## Given request
Starting with the line that contains "Wildlife-survey input: mark every instance of the balcony in" and going on through the line that contains "point(791, 449)", arrange those lines of the entries below as a Markdown table with the columns Row and Line, numbering each row and leaving out blank lines.

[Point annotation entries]

-.-.-

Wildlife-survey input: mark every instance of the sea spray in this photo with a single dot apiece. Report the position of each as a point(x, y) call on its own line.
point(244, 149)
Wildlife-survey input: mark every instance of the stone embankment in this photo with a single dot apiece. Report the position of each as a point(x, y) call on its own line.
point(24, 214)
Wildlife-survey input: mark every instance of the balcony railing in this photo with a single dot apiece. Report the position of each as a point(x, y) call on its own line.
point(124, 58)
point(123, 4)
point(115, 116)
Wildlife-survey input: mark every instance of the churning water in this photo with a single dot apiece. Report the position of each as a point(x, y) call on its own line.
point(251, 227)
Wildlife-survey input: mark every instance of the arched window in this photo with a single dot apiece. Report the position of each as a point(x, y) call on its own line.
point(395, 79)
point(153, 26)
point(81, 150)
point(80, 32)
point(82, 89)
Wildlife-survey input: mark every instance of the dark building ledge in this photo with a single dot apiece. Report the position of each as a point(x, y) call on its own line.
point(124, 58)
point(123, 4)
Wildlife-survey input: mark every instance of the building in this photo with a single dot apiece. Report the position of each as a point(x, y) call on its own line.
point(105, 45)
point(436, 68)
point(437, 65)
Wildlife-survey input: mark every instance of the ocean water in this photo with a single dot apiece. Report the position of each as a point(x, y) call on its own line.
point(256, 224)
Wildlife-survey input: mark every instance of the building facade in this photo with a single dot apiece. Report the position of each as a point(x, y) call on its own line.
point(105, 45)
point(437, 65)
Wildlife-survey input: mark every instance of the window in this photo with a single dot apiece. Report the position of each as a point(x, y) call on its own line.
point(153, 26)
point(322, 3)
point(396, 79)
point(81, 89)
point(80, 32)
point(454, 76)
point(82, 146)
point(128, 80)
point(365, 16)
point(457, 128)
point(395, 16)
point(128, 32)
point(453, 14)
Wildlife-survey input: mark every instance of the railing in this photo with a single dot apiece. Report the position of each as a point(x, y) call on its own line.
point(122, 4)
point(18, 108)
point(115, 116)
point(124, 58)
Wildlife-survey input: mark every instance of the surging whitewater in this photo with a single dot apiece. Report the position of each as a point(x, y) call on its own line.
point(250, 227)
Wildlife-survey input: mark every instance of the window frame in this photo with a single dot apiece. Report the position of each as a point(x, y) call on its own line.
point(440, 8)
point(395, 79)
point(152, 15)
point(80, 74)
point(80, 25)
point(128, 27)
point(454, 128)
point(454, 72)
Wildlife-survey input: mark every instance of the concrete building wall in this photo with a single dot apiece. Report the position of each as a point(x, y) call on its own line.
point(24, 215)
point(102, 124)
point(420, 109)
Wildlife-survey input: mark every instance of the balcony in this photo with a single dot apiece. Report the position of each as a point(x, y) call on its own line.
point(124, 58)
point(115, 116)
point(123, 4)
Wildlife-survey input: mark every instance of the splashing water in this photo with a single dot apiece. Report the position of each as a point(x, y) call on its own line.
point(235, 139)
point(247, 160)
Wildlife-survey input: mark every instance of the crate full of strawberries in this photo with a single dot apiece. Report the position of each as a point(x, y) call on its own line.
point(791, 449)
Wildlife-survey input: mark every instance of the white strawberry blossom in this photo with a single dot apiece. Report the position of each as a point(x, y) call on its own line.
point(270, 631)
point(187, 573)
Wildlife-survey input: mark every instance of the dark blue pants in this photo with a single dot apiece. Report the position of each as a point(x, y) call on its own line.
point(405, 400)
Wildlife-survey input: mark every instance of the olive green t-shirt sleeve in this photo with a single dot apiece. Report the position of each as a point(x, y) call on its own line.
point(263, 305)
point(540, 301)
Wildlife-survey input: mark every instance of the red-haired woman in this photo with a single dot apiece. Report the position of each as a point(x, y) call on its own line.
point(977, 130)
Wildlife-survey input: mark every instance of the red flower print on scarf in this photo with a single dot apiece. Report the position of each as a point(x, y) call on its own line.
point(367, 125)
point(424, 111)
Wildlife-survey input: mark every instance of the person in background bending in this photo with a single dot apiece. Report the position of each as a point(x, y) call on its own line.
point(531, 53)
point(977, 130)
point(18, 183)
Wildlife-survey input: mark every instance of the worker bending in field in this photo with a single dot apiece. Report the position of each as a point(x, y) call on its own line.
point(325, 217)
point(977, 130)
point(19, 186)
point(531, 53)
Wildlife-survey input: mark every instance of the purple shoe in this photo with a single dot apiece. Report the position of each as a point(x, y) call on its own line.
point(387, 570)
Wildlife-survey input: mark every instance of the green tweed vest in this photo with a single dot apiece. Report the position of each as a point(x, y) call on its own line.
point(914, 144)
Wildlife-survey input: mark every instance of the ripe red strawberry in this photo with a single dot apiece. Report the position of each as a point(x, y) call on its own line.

-.-.-

## Problem solution
| Row | Line |
|---|---|
| 1 | Wildlife-survey input: mark every instance of the balcony in this photo with a single dot apiece. Report the position of each as a point(x, y) call on its own line. |
| 2 | point(124, 58) |
| 3 | point(115, 116) |
| 4 | point(123, 4) |
| 5 | Wildlife-survey input: mark every instance of the splashing water in this photo with a single dot apiece. Report the position of each as a point(x, y) call on its own line. |
| 6 | point(235, 139) |
| 7 | point(247, 160) |
| 8 | Wildlife-survey input: mark every instance of the crate full of strawberries in this photo with a single dot apiece. Report the position of each as a point(x, y) call on its own line. |
| 9 | point(791, 449) |